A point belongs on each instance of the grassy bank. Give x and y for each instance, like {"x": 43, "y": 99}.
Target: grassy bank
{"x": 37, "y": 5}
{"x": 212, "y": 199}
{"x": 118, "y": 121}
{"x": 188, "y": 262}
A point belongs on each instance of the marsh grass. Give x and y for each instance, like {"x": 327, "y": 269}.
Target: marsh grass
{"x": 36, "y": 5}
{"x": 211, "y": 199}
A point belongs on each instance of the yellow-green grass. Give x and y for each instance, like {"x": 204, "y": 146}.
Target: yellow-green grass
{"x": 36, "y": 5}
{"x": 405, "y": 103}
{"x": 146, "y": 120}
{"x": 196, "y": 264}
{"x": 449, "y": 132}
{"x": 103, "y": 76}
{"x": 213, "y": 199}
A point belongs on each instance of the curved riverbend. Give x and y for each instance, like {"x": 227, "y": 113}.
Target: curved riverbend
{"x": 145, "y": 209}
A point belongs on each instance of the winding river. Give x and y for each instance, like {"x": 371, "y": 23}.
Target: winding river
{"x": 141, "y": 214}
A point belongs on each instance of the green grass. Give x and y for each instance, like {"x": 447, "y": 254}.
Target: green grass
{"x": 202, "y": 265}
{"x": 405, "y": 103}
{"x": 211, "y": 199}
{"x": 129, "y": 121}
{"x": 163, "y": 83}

----

* [PROBLEM DETAILS]:
Whenever a line of the entries contains the string "point", copy that line.

* [REPLY TO THE TASK]:
A point belongs on each instance of the grassy bank. Give x and y for each instance, like {"x": 43, "y": 99}.
A point belongs on each instance of the marsh grass. Give x and y for each instance, like {"x": 327, "y": 269}.
A point belongs on each instance of the yellow-green grass. Give x and y for each instance, like {"x": 204, "y": 146}.
A point belongs on each instance of the curved riverbend. Give x and y for each instance, like {"x": 227, "y": 113}.
A point belongs on each instance of the winding river. Give x and y for each instance, like {"x": 371, "y": 23}.
A point belongs on each instance of the green grass. Give x and y for each instance, like {"x": 447, "y": 254}.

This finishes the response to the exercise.